Start of INPUT MATERIAL
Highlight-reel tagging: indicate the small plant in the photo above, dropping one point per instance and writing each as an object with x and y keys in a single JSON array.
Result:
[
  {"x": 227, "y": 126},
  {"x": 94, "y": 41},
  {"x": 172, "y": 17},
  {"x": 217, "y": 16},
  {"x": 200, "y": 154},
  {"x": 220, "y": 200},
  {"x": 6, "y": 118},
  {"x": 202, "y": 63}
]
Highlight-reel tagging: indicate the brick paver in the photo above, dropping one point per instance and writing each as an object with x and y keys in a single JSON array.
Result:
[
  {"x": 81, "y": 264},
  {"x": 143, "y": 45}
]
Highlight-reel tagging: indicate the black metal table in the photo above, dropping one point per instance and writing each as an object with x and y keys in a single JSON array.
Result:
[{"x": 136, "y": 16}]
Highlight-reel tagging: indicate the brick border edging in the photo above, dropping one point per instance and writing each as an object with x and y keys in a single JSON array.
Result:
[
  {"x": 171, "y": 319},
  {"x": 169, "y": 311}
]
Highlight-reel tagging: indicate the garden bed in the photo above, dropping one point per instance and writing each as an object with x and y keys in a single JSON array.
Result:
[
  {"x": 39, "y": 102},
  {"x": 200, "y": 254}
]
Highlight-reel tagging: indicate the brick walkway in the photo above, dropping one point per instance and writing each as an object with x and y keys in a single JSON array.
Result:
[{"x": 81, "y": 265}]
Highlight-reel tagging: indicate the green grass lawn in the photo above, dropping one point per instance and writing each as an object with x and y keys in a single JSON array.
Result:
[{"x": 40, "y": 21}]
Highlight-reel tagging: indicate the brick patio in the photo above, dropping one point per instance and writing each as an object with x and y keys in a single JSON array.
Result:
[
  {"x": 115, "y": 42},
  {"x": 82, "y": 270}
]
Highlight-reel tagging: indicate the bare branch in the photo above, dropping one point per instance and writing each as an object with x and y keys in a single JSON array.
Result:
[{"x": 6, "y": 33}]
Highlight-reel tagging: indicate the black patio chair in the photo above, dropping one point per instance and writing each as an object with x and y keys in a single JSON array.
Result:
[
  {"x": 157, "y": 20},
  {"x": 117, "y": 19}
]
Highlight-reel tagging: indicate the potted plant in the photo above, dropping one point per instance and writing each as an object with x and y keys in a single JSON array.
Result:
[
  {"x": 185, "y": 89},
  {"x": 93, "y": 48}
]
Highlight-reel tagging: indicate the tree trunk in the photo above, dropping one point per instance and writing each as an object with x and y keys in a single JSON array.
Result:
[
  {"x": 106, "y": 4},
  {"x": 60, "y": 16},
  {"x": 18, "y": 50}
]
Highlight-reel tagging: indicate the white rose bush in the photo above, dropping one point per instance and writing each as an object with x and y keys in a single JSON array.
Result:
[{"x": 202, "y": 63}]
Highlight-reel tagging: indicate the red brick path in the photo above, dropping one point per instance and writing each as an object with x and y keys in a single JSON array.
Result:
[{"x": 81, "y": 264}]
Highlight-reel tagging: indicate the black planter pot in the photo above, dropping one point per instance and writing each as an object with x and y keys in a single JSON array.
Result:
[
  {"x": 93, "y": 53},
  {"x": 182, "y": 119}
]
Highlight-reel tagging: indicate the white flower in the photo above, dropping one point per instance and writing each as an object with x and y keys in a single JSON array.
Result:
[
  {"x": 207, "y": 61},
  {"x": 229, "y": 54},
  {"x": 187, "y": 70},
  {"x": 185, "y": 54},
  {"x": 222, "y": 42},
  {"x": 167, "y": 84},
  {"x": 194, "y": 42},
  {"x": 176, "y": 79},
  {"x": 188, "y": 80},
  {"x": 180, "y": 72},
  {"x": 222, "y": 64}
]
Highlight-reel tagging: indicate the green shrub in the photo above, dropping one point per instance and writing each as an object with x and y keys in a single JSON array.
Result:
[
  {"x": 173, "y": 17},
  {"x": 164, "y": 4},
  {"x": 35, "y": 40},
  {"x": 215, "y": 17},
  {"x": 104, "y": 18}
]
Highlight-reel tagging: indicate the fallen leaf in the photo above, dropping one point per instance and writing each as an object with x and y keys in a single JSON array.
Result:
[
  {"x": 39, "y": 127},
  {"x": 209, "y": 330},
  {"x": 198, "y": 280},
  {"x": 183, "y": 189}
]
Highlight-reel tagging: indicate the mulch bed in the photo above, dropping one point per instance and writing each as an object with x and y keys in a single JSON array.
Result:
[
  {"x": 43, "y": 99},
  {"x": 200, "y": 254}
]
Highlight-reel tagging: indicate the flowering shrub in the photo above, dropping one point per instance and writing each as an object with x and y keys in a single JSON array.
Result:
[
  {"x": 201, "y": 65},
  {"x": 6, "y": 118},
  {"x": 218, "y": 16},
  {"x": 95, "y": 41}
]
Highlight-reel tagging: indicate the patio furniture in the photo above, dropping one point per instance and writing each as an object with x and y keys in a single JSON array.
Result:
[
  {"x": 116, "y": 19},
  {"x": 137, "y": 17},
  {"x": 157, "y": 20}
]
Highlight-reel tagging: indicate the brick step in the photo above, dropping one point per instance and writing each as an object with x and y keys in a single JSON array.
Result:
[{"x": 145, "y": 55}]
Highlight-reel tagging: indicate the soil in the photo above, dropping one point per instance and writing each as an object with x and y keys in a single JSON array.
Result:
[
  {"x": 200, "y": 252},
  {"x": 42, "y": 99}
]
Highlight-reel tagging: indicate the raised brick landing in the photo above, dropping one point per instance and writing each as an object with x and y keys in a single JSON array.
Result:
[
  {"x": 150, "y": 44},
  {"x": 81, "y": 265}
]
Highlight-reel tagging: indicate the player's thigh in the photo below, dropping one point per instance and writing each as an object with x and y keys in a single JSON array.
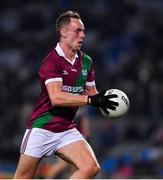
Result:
[
  {"x": 27, "y": 166},
  {"x": 78, "y": 153}
]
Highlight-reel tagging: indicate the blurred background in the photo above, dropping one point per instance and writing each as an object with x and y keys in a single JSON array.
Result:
[{"x": 125, "y": 40}]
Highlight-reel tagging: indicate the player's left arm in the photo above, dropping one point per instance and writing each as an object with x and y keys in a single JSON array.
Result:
[{"x": 90, "y": 90}]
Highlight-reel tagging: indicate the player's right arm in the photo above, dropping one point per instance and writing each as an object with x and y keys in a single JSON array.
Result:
[{"x": 60, "y": 98}]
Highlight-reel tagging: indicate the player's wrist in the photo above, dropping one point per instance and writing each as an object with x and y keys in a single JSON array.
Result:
[{"x": 89, "y": 100}]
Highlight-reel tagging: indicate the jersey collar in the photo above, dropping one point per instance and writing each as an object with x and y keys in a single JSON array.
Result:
[{"x": 61, "y": 53}]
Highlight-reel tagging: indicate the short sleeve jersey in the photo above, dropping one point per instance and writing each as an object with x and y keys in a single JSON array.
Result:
[{"x": 74, "y": 76}]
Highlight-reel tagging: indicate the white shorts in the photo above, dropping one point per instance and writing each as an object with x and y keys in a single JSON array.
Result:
[{"x": 39, "y": 142}]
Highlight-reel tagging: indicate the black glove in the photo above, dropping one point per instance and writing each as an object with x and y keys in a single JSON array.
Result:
[{"x": 100, "y": 100}]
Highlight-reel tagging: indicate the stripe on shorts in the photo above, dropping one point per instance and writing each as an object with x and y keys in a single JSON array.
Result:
[{"x": 24, "y": 144}]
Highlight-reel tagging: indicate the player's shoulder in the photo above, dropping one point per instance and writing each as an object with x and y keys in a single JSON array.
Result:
[{"x": 86, "y": 56}]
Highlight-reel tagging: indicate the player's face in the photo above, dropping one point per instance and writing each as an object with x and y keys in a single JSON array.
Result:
[{"x": 74, "y": 34}]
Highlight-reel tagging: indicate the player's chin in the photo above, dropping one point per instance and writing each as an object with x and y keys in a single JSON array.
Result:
[{"x": 78, "y": 47}]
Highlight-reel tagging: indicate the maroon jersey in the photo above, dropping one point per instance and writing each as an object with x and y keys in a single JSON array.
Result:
[{"x": 74, "y": 75}]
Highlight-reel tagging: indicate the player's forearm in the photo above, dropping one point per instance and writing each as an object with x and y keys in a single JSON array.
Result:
[{"x": 68, "y": 99}]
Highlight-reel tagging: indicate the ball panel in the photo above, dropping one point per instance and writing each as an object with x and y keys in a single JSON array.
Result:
[{"x": 123, "y": 101}]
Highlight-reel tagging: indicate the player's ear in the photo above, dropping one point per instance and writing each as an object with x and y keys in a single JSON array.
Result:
[{"x": 63, "y": 32}]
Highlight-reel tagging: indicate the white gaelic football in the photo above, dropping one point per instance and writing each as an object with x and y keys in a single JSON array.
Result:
[{"x": 123, "y": 107}]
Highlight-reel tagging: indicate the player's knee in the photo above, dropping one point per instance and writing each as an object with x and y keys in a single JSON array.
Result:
[{"x": 91, "y": 169}]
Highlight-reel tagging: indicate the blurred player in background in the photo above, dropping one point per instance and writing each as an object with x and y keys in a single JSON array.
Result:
[{"x": 67, "y": 81}]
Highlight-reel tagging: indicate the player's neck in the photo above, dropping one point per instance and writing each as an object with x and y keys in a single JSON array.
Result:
[{"x": 69, "y": 53}]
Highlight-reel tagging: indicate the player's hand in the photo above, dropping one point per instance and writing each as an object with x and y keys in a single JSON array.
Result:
[{"x": 102, "y": 100}]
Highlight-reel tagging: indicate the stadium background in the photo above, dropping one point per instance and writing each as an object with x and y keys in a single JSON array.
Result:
[{"x": 125, "y": 40}]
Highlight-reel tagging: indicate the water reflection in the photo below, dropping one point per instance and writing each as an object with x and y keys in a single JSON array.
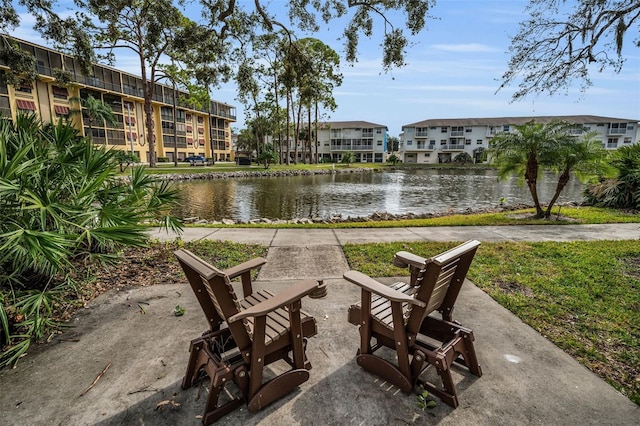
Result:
[{"x": 358, "y": 194}]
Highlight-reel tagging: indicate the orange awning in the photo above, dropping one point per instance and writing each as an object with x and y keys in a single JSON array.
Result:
[
  {"x": 61, "y": 110},
  {"x": 61, "y": 91},
  {"x": 26, "y": 105}
]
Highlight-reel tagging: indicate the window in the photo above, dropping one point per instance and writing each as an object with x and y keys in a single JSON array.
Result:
[
  {"x": 457, "y": 130},
  {"x": 618, "y": 128},
  {"x": 61, "y": 110},
  {"x": 60, "y": 92},
  {"x": 25, "y": 88},
  {"x": 166, "y": 113},
  {"x": 26, "y": 105}
]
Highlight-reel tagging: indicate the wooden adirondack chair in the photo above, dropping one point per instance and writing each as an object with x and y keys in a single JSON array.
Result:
[
  {"x": 398, "y": 317},
  {"x": 246, "y": 335}
]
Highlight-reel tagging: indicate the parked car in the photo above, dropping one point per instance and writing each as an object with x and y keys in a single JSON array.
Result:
[{"x": 196, "y": 160}]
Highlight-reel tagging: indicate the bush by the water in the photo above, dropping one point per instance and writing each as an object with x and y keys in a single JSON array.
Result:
End of INPUT MATERIAL
▶ **WHAT TO WORK ON**
Set down only the lines above that fall between the line holding "Highlight-reel tagging: indicate the white rose" and the line holding "Highlight-reel tagging: indicate the white flower", inclusive, keeping each exact.

▶ **ANSWER BELOW**
Highlight-reel tagging: indicate the white rose bush in the photo above, dropping one point per instance and writing each as an object with x and y keys in a single JSON array.
Result:
[{"x": 202, "y": 63}]
Highlight-reel tagging: indicate the red brick path in the photo above, dropping one point per instance and writing each as an object with x and y keys in a single JSON array.
Result:
[{"x": 81, "y": 264}]
Highlight-reel tagging: indicate the black planter pot in the photo above, dropping one point per instance and writing each as an object with x and y keys in a single JSON array.
Result:
[
  {"x": 93, "y": 53},
  {"x": 182, "y": 119}
]
Highlight-reel tagging: indicate the white flower in the photo above, dropping one point per instance and writing each as an object with x and y keys in a single JSON array.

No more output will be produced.